# EXTRACTED MATERIAL:
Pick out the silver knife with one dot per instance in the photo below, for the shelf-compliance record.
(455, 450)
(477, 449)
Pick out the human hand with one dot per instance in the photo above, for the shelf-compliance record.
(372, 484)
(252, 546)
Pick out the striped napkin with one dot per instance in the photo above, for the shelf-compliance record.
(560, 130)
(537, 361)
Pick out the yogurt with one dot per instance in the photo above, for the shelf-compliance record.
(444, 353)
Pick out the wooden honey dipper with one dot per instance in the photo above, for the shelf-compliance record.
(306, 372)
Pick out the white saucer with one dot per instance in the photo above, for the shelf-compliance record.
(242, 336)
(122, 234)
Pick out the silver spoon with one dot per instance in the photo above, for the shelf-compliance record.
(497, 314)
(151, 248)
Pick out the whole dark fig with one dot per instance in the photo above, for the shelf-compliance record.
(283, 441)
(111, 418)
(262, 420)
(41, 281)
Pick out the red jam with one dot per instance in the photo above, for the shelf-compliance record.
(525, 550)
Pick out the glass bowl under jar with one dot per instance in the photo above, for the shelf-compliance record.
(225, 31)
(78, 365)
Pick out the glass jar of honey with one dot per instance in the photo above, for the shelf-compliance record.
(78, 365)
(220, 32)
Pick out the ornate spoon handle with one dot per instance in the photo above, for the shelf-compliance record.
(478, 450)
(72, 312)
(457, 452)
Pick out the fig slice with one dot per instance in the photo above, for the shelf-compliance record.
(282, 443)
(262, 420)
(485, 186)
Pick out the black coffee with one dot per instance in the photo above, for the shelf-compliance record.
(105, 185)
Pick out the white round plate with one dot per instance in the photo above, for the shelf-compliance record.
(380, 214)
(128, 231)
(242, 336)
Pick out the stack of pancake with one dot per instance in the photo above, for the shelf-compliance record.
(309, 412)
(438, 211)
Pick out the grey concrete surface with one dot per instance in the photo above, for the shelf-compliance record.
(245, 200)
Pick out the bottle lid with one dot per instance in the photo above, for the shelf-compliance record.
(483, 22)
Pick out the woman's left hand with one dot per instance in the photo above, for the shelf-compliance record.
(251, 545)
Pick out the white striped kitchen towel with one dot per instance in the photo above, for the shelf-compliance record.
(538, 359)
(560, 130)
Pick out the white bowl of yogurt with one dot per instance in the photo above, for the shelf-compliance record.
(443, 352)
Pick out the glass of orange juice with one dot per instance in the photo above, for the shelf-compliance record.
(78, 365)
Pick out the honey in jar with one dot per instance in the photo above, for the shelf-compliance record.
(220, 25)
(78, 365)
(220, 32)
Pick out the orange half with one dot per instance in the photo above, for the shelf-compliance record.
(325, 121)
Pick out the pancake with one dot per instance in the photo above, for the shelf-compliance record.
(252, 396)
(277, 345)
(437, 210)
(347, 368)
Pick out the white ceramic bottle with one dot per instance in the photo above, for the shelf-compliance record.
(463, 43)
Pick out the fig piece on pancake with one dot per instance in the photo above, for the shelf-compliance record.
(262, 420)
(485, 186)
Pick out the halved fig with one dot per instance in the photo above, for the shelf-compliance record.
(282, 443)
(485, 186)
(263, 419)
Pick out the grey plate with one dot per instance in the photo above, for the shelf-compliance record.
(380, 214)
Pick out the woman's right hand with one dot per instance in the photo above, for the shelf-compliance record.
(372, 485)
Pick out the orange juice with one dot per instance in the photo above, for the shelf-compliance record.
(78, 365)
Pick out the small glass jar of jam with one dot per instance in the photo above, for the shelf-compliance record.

# YOUR ASSIGNMENT:
Exactly as written above, set down the whole listing again.

# RESPONSE BOX:
Pick out the silver knife with one dot per instance in the photo below, for the shelf-compliance record.
(455, 450)
(477, 449)
Pick out the human hand with one dot per instance in the photo above, for the shelf-compliance record.
(372, 484)
(252, 546)
Pick out the striped napkin with one dot per instance in the photo above, for the shelf-compliance record.
(560, 130)
(537, 361)
Pick out the yogurt with one dot per instance in the photo above, for the shelf-compliance record.
(444, 353)
Pick out the wooden honey dipper with one dot per instance in the photo above, for the shelf-compliance record.
(306, 372)
Pick out the white saucer with one dot per instance in the photo above, for the shelf-compliance record.
(242, 336)
(122, 234)
Pick out the silver spoon with one dot per instance in the photo above, for the shelf-compliance record.
(497, 314)
(151, 248)
Pick out the whole dark fig with one dot per instance in the photo above, for the shelf-compliance record.
(283, 441)
(111, 418)
(262, 420)
(41, 281)
Pick out the red jam with one dot per instance in the photo above, for the shelf-compliance record.
(525, 550)
Pick out the glass bowl under jar with one dot per instance in the photo above, for the shelf-compliance record.
(225, 31)
(78, 365)
Pick out the glass jar of honey with one dot per instance in the photo above, for the shelf-compliance record.
(78, 365)
(220, 32)
Pick out the ornate spoon handle with one dot per instance in the photo above, for the shelf-compliance record.
(478, 450)
(72, 312)
(457, 452)
Pick out the fig slice with one dot per instance in the photo above, for the shelf-compliance record.
(282, 443)
(262, 420)
(485, 186)
Pick out the black coffee with one dot per instance in the photo above, for the shelf-compliance record.
(105, 185)
Pick out the white round plate with one dot per instance in the photo above, for the shelf-compliance record.
(380, 214)
(128, 231)
(242, 336)
Pick out the stack of pancake with one dot per instance in the photo above, for the shelf-compliance record.
(309, 412)
(438, 211)
Pick out the grey concrete surface with one dot per instance in the photo above, for the shelf-compliance record.
(245, 200)
Pick out the bottle lid with one dot per instance in the photo above, for the shelf-compliance record.
(483, 22)
Pick out the woman's left hand with one dot per instance in the photo above, for the shelf-compliance record.
(251, 545)
Pick out the white striped kitchen towel with one dot per instance in the photo above, for the shelf-compliance record.
(538, 359)
(560, 130)
Pick out the white bowl of yogurt with one dot per instance in the photo above, for the shelf-compliance record.
(443, 352)
Pick out the glass of orange juice with one dot per instance in the photo above, for the shelf-compliance record.
(78, 365)
Pick out the honey in jar with one dot per instance in the photo above, for the shelf-compliance record.
(220, 25)
(78, 365)
(220, 32)
Pick out the orange half with one dot per instance in the photo above, for the shelf-compliance record.
(325, 121)
Pick out the pancake with one dot per instance in the photo above, for the shelf-compliance record.
(252, 396)
(277, 345)
(437, 210)
(347, 368)
Pick out the white ceramic bottle with one dot per instance in the photo above, for the shelf-compliance record.
(463, 43)
Pick out the fig piece on pancake with one dot per instance in the photo above, for the shelf-compliance record.
(262, 420)
(485, 186)
Pick out the halved fig with one dot per instance in the photo above, for the shelf-compliance record.
(282, 443)
(485, 186)
(263, 419)
Pick out the grey plate with one dot per instance in the photo above, for the shelf-compliance record.
(380, 214)
Pick out the woman's right hand with one dot per instance in the photo above, for the shelf-compliance record.
(372, 485)
Pick out the orange juice with one dot per instance in the photo above, for the shelf-compliance record.
(78, 365)
Pick out the small glass jar of jam with one dot per instance in the photo above, for the shelf-compliance record.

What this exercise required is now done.